▶ [Exercise aim] Give back the records below exactly, every one, with no pictures.

▶ [Provided records]
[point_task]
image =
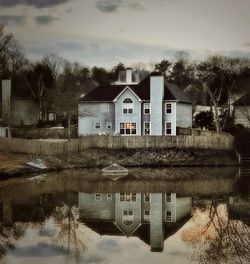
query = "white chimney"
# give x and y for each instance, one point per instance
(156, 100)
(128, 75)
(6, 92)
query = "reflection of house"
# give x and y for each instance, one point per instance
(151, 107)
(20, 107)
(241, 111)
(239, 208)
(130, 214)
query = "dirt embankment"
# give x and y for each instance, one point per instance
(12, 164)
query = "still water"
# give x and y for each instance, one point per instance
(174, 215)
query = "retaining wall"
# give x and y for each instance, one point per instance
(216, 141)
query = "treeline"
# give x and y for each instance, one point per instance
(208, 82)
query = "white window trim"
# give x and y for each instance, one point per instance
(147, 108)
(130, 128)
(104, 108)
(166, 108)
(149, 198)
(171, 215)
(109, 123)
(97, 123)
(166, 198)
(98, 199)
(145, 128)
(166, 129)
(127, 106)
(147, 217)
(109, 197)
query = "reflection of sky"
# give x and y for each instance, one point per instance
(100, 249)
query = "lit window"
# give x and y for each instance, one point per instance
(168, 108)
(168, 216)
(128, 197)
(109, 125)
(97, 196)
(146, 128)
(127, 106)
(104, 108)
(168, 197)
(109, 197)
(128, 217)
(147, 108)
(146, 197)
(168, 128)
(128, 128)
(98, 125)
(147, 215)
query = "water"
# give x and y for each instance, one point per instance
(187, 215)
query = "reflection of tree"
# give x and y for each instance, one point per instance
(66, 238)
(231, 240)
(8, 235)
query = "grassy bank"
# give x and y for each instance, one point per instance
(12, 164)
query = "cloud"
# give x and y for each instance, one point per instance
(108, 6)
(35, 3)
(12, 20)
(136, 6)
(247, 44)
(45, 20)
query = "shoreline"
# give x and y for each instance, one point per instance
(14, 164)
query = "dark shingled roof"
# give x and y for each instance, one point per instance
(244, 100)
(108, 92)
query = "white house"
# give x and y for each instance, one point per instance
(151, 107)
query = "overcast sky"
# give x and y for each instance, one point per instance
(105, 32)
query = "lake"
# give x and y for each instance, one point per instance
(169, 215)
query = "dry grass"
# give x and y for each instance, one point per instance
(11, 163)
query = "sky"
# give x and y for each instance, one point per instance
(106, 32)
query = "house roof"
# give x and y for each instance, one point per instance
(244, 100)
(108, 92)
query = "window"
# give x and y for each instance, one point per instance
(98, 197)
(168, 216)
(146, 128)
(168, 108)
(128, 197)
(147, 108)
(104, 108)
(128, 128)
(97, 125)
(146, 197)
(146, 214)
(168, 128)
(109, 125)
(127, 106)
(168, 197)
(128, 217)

▶ [Result]
[point_task]
image =
query = "white chimney"
# give x and y for each instance, one point per instance
(156, 100)
(128, 75)
(6, 92)
query = "reflection of house"
# give x and y for each instance, one point per instance
(151, 107)
(20, 107)
(241, 111)
(239, 208)
(130, 214)
query = "dirt embankment"
# give x and y for each instance, one point per instance
(12, 164)
query = "still water"
# give x and y for each instance, one point per instance
(174, 215)
query = "retaining wall"
# give x and y for each instance, one point per instance
(216, 141)
query = "treeline"
# give x and y for each instance, one point per instance
(208, 82)
query = "white window trim"
# give x and y for each instance, one point per instance
(147, 108)
(130, 128)
(104, 108)
(166, 108)
(149, 198)
(171, 215)
(109, 123)
(97, 123)
(166, 198)
(98, 199)
(145, 128)
(166, 129)
(127, 106)
(147, 217)
(109, 197)
query = "reflection of sky"
# give x and y for each instance, one point per instance
(100, 249)
query = "lit window"
# give x and y for each instance, one point per instance
(168, 108)
(168, 216)
(128, 197)
(109, 125)
(97, 196)
(146, 128)
(127, 106)
(104, 108)
(168, 197)
(109, 197)
(128, 217)
(147, 108)
(146, 197)
(168, 128)
(128, 128)
(98, 125)
(147, 215)
query = "water"
# give x and y for each instance, one point per instance
(187, 215)
query = "reflection of tree"
# give x and y for each instance, one point per instance
(66, 238)
(231, 240)
(8, 235)
query = "grassy bank"
# give x and y for each instance, one point per instance
(12, 164)
query = "cloud"
# give x and y for each instance, one point per instance
(108, 6)
(35, 3)
(12, 20)
(136, 6)
(247, 44)
(45, 20)
query = "shoreline"
# give x and y for each instance, one point per instance
(14, 164)
query = "dark shingled roof"
# give x and y for each instance, one point per instance
(244, 100)
(108, 92)
query = "white house"
# give x and y for each instance, one point per instance
(151, 107)
query = "overcast sky"
# give x and y for each instance, one point per instance
(105, 32)
query = "lake"
# give x and y for each instance, one point per instance
(169, 215)
query = "dry grass"
# give x and y for each instance, one point per instance
(11, 163)
query = "sky"
# give x and y for each instance, one point per instance
(106, 32)
query = "house roof"
# give x and y for each instance, one point per instance
(244, 100)
(108, 92)
query = "window"
# give x and y for each instance, one point per instance
(98, 197)
(168, 216)
(146, 128)
(168, 108)
(128, 197)
(147, 108)
(104, 108)
(128, 128)
(97, 125)
(146, 197)
(146, 214)
(168, 128)
(109, 125)
(127, 106)
(168, 197)
(128, 217)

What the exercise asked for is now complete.